GIVEN TEXT –
_ _ _ _ _ _ _
The paper addressed the main features of a methodology for the hydrodynamic optimization and systematic hull form development of fast displacement catamarans. The procedure is based on a methodology for the minimization of the calm water resistance, particularly the wave resistance, of slender, twin hull vessels of arbitrary shape, considering their seakeeping performance and various geometric parameters set by design or by other operational constraints. Alternative mathematical models and computer algorithms for the wave resistance of arbitrarily shaped hull forms have been developed and applied herein, namely simplified thin ship theory approaches based on Michell's original source distribution concept but accounting for asymmetries of the slender/thin demihull forms through a doublet distribution and alternatively a 3D panel source method, that is based on the 3D Green function approach and is generally applicable to arbitrary hull forms. The developed theoretical-numerical methods have been applied to the hull form development of a variety of Fast Displacement Catamarans. Comparative theoretical and experimental results for the wave resistance and horsepower requirement of two SWATH ships and two Displacement Catamarans were presented and discussed, considering their overall hydrodynamic and efficiency performance.
The ferry “SUPERCAT-HAROULA” (NTUA code: GOUTCAT) is one of the largest steel catamaran ships ever built world-wide and the first one of this type and size built in Greece. With a transport capacity of 1.500 passengers (summer season)/240 cars and an installed horsepower of 2×6.500 HP, she will have a service speed of abt 21.0 knots.
_ _ _ _ _ _ _
STORED ROWS –
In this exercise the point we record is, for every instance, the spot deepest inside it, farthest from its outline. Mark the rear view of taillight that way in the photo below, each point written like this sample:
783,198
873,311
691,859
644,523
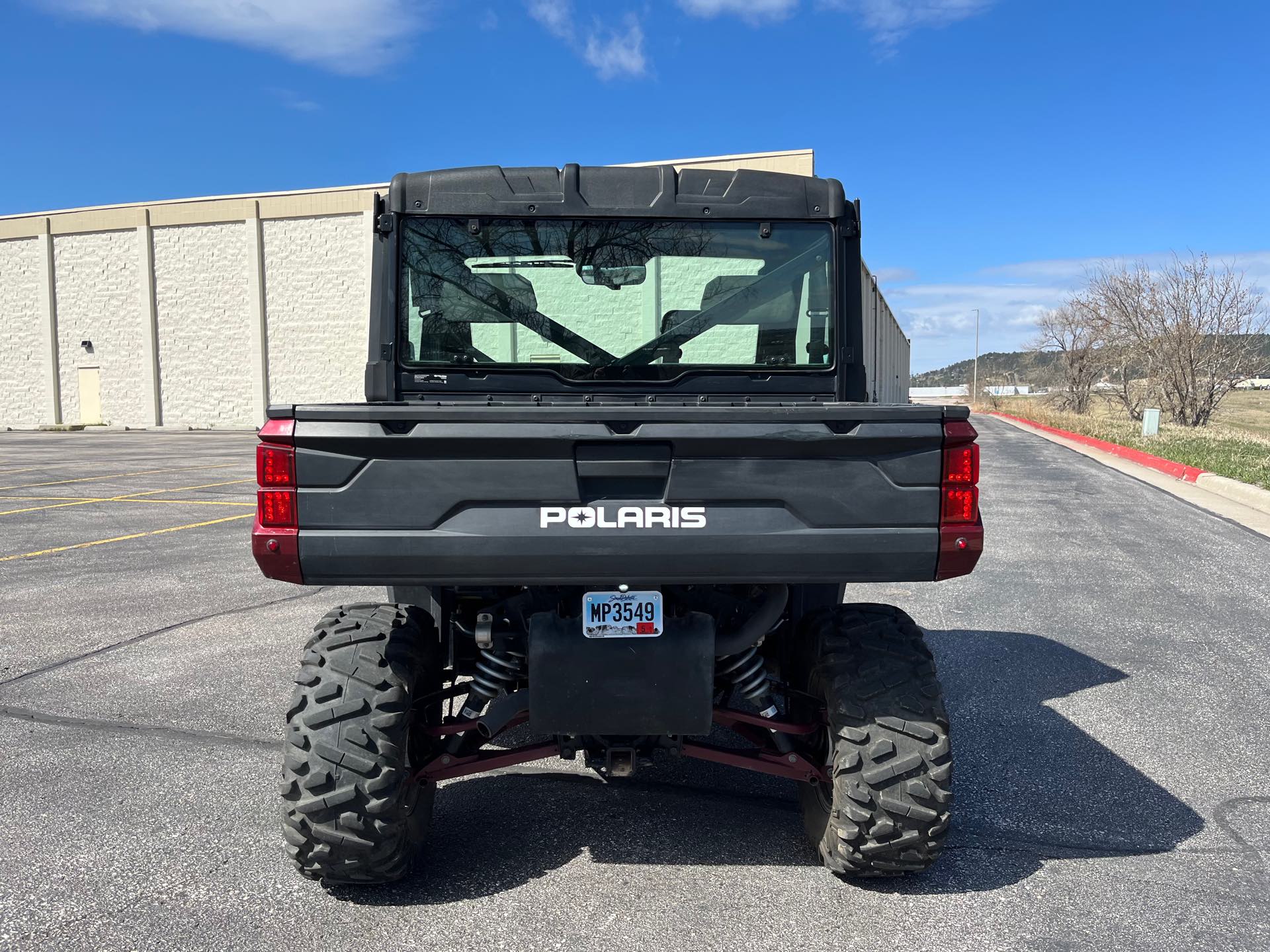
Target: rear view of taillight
960,526
275,537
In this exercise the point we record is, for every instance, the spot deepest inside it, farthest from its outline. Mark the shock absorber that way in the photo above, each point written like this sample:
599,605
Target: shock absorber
748,674
495,670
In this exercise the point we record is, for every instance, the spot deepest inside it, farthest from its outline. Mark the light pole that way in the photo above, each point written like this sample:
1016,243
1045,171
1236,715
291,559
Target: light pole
974,394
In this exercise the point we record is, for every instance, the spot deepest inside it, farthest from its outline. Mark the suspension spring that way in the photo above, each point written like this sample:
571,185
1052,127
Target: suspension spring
495,670
747,673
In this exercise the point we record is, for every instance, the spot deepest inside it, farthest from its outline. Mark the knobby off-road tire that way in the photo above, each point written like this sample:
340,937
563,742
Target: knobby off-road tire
886,811
352,814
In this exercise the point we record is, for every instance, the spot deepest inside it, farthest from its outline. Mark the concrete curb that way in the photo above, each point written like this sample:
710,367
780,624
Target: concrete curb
1248,494
1179,471
1241,502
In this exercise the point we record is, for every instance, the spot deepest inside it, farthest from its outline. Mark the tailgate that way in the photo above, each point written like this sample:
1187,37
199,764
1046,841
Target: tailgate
462,495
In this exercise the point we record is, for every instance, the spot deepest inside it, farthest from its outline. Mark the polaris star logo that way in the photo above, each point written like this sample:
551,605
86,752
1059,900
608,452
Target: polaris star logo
628,517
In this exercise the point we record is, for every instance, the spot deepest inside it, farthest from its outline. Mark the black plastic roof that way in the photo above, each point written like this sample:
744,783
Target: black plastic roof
600,190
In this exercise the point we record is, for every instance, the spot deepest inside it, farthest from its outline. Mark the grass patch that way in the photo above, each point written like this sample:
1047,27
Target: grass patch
1238,447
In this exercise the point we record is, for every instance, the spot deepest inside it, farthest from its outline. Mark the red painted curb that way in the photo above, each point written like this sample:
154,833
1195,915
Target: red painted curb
1179,471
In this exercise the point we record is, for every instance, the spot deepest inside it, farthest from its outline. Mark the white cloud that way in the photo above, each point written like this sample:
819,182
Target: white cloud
1010,298
618,54
556,17
749,11
611,52
346,36
291,99
890,20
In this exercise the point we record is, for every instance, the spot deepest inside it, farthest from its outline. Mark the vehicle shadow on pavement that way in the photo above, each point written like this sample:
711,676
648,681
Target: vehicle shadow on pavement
1031,786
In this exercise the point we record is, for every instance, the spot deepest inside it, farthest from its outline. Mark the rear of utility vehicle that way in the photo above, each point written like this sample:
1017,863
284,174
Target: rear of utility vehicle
615,465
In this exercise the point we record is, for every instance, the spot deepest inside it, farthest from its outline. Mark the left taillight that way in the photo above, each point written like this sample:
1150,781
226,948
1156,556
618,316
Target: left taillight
275,537
960,524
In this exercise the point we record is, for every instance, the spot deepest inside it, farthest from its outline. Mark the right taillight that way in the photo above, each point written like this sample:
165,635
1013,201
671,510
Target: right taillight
960,526
275,537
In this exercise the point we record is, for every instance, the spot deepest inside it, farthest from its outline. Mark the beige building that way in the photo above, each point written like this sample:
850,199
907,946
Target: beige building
200,313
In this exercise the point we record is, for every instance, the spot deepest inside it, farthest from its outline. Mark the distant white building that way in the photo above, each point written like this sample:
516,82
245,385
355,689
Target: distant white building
920,393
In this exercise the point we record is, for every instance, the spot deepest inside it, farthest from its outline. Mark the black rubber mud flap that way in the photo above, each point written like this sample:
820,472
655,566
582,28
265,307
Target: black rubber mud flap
621,686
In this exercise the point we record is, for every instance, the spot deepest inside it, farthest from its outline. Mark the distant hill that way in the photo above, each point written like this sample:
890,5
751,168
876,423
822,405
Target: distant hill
1037,370
1016,367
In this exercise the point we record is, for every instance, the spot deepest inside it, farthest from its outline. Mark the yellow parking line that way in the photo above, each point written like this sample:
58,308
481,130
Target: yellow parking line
158,502
125,539
56,506
181,502
121,475
127,498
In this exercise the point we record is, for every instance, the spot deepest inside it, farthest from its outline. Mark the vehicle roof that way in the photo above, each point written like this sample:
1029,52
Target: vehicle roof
618,192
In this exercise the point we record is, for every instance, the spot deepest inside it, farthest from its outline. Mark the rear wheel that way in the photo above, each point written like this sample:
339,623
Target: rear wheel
352,811
886,810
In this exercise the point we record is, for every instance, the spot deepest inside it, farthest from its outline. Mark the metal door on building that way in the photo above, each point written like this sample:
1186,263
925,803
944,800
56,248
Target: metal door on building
91,395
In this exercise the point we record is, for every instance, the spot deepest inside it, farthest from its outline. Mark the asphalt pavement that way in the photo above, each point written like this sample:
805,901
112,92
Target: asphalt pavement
1107,678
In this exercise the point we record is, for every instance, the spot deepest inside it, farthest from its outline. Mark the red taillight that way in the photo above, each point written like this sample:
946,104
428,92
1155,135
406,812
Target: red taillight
276,508
960,504
962,465
960,526
275,466
275,537
278,432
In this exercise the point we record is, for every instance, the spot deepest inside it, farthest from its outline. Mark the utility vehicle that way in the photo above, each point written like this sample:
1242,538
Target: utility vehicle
615,465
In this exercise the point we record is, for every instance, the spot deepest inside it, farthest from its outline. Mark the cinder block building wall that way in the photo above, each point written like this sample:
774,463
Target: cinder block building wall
200,313
194,313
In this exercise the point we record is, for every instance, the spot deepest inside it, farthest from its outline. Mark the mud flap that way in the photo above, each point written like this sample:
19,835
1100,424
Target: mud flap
621,686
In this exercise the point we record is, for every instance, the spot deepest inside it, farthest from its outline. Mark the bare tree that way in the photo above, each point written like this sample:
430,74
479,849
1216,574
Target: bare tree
1189,329
1070,333
1119,302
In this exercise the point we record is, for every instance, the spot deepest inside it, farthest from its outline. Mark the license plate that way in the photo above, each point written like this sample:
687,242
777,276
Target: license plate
621,615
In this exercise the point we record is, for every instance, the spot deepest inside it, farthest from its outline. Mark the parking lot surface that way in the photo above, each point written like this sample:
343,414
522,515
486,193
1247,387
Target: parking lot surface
1107,677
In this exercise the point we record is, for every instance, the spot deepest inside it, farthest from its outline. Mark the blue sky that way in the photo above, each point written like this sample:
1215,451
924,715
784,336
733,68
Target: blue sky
999,146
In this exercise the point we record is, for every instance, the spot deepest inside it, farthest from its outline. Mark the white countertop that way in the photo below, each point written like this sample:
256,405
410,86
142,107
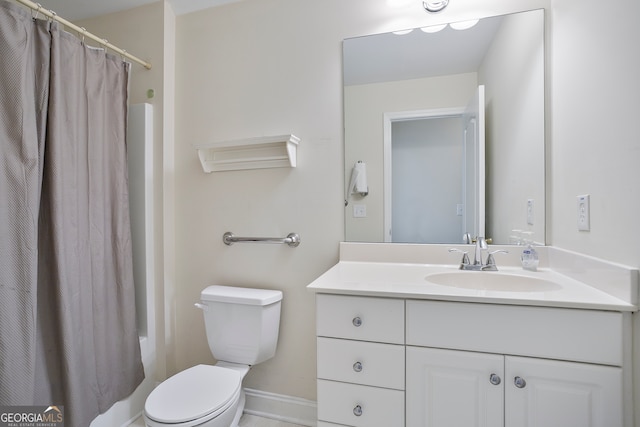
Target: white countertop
407,280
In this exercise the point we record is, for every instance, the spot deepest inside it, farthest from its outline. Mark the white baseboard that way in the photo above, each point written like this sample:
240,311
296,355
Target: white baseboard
280,407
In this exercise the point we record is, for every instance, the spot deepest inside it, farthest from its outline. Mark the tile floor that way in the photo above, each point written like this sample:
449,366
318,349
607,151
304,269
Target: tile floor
246,421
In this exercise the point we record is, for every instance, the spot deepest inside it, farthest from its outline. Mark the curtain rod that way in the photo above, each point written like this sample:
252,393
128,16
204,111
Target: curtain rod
80,30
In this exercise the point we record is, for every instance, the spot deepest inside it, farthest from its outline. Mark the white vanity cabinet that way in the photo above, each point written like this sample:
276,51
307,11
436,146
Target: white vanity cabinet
459,388
471,364
361,358
425,363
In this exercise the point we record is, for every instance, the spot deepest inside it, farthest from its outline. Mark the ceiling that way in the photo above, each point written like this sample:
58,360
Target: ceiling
75,10
390,57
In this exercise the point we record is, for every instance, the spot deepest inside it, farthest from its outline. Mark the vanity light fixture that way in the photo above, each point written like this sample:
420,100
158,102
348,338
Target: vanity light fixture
464,25
402,32
434,28
434,5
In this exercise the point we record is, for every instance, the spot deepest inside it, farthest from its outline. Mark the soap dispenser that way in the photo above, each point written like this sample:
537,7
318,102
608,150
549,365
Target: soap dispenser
529,255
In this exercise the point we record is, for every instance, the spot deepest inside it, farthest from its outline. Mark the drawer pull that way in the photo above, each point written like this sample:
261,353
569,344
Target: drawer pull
494,379
357,411
519,382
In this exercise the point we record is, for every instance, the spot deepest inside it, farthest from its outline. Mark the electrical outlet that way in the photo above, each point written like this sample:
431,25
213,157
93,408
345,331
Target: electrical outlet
583,213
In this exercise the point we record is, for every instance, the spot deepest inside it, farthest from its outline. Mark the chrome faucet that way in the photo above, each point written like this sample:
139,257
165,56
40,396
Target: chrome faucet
478,265
481,245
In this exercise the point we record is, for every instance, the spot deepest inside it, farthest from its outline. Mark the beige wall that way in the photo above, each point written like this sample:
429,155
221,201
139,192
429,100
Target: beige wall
265,67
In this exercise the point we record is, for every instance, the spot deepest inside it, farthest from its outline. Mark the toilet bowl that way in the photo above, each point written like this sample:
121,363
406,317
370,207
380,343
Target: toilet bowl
242,327
204,395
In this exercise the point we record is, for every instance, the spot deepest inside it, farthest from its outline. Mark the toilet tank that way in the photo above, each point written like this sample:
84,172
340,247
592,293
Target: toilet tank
242,324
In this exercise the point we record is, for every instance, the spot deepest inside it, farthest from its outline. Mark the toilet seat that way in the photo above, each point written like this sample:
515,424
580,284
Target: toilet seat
193,396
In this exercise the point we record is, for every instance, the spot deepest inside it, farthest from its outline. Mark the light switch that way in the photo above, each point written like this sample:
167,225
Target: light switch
583,213
359,211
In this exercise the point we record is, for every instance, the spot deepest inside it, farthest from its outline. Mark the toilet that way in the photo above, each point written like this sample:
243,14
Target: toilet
242,326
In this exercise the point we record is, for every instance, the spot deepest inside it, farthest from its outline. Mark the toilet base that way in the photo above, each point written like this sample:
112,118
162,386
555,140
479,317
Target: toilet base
240,410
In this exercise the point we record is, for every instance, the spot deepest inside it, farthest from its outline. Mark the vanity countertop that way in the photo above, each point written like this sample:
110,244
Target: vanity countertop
408,280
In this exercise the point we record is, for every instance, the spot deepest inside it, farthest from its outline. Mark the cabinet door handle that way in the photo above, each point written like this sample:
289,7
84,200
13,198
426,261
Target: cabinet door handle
494,379
519,382
357,411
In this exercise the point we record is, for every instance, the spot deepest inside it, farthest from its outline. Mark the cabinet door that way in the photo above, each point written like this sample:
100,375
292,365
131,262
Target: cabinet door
450,388
551,393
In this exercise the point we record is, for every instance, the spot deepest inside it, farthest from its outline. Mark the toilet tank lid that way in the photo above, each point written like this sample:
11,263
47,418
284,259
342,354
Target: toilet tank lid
237,295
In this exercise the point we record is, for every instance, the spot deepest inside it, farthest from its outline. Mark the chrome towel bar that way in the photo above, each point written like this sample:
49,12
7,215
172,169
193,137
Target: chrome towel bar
292,239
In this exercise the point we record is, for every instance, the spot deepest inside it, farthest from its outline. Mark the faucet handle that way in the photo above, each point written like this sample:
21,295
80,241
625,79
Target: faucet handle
488,240
465,256
491,260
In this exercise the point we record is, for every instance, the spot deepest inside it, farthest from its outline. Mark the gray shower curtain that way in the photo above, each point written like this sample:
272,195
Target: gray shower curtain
67,312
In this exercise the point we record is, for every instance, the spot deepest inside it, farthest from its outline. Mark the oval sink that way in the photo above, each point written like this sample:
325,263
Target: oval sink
492,281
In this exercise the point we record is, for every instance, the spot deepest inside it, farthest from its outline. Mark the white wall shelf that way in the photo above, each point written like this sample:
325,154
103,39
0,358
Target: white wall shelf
250,153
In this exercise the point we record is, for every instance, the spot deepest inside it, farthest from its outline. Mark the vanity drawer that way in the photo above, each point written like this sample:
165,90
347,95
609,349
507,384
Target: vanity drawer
360,318
553,333
361,362
360,406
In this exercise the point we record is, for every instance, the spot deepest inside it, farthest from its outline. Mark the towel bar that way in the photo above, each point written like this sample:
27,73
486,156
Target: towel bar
292,239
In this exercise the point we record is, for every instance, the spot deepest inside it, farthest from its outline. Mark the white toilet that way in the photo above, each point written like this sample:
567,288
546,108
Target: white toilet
242,327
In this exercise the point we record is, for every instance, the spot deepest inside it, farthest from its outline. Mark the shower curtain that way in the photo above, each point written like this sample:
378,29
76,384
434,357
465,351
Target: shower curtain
67,312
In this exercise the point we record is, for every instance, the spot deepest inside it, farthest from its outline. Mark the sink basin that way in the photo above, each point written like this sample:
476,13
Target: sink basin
492,281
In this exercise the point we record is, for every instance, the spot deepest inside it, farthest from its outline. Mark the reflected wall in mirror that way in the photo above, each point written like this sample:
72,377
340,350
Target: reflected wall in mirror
390,75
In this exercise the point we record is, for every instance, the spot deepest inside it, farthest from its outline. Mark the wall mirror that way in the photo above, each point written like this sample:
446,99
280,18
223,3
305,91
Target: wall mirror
415,168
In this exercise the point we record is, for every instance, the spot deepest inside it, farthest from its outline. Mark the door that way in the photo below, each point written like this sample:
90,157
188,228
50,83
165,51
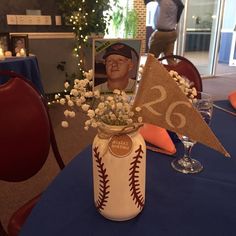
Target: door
199,33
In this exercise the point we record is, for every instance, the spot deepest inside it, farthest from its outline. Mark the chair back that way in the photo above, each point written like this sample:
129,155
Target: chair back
185,68
25,130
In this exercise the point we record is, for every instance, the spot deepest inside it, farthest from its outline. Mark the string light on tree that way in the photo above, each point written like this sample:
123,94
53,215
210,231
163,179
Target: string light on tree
86,17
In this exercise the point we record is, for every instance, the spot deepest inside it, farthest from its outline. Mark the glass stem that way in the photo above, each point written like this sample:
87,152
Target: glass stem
187,151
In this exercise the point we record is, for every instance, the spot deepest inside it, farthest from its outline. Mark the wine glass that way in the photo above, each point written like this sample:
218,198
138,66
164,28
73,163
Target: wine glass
186,164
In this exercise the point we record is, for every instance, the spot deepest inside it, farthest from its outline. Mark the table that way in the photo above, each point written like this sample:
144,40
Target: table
176,204
26,66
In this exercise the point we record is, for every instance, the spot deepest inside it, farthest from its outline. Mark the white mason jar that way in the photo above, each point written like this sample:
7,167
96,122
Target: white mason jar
119,171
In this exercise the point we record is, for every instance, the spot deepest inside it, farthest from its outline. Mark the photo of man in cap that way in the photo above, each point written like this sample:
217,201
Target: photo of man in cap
119,60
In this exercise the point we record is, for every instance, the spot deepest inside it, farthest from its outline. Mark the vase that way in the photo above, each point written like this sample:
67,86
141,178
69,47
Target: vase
119,171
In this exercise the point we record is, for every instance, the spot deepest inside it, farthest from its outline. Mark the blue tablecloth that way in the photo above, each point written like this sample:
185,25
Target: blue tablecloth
_ _ _ _ _ _ _
GIVEN TASK 1 – In the catamaran text, rewrite the paragraph beginning "The paper addressed the main features" as a short bulleted list that keeps its main facts.
GIVEN TASK 2 –
Answer these questions from the catamaran text, one line each:
(a) Whose original source distribution concept underlies the thin ship theory approaches?
(b) What is the installed horsepower of the ferry "SUPERCAT-HAROULA"?
(c) What is the ferry's NTUA code?
GIVEN TASK 3 – Continue the text about catamaran hull form development, beginning right after its last sentence.

TASK RESPONSE 1 –
- The paper presents a methodology for the hydrodynamic optimization and systematic hull form development of fast displacement catamarans.
- It minimizes calm water resistance, especially wave resistance, of slender twin hull vessels of arbitrary shape, while considering seakeeping performance and geometric parameters set by design or operational constraints.
- Two kinds of wave resistance models were developed and applied:
  - simplified thin ship theory approaches based on Michell's source distribution concept, using a doublet distribution to account for demihull asymmetries
  - a 3D panel source method based on the 3D Green function approach, applicable to arbitrary hull forms
- These methods were applied to the hull form development of a variety of fast displacement catamarans.
- Theoretical and experimental results for the wave resistance and horsepower requirement of two SWATH ships and two displacement catamarans were compared and discussed.

TASK RESPONSE 2 –
(a) Michell's.
(b) 2×6.500 HP.
(c) GOUTCAT.

TASK RESPONSE 3 –
The vessel's beam was fixed to the lowest possible limit by design requirements, namely the car-deck arrangements and the reduced structural weight. In addition, the small beam results to a relatively “small” GM value of between 8.20 and 11.05m, depending on the loading condition, and a reasonable eigenperiod for roll of abt 6.0 sec, what contributes greatly to an acceptable seakeeping behaviour for the designed vessel, as compared with other catamaran designs and related concepts.
This value was at first theoretically predicted and later fully confirmed by the model experiments at VWS Berlin. The propulsive efficiency coefficient ηD, at design speed, is according to the model experiments approximately 75%.
The reported work was partly supported by several past research projects of the Ship Design Laboratory of NTUA funded by the Greek Secr. General for Research and Technology and Alpha Marine Ltd (Mr. Nikos Daphnias) The authors like to thank Mr. E.Boulougouris, Dr.-Eng. cand., for his assistance in the 3D hull form development and the panel generation for the wave resistance calculations and the staff of VWS-Berlin (Dr.-Ing. B.Müller-Graf) for the excellent experimental work on the hydrodynamic performance of GOUTCAT. Finally, the substantial help of Dr.-Eng. G.Zaraphonitis and Dipl.-Eng. M.Androulakakis in the development of some of herein employed software packages of SDL-NTUA is greatly acknowledged.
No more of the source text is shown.